---------- Provided records ----------
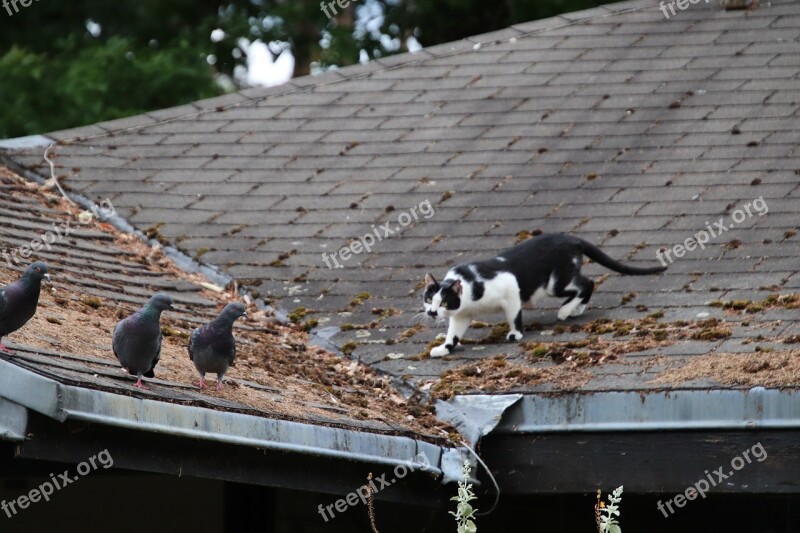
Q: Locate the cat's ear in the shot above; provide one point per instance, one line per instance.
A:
(457, 287)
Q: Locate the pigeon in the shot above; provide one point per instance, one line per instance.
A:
(212, 347)
(18, 300)
(137, 339)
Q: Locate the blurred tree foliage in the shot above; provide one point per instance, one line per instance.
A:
(55, 72)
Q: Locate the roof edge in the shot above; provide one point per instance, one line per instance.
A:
(61, 402)
(735, 409)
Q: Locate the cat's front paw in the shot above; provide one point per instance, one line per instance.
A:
(514, 336)
(440, 351)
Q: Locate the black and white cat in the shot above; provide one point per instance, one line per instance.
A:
(548, 264)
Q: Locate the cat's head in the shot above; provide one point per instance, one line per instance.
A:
(441, 299)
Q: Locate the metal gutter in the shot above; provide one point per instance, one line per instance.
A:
(755, 408)
(62, 402)
(13, 421)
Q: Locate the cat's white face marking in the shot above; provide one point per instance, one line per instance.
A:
(443, 299)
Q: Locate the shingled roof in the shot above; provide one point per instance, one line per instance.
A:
----------
→ **What is expected**: Search the entries for the word "white" and copy every line that holds it.

→ **Result for this task**:
Q: Locate the black and white cat in the shot above; provide one point per instance, one line per instance.
Q: Locate the cat's white face marking in the shot above; provide one point per instance, one line per instance.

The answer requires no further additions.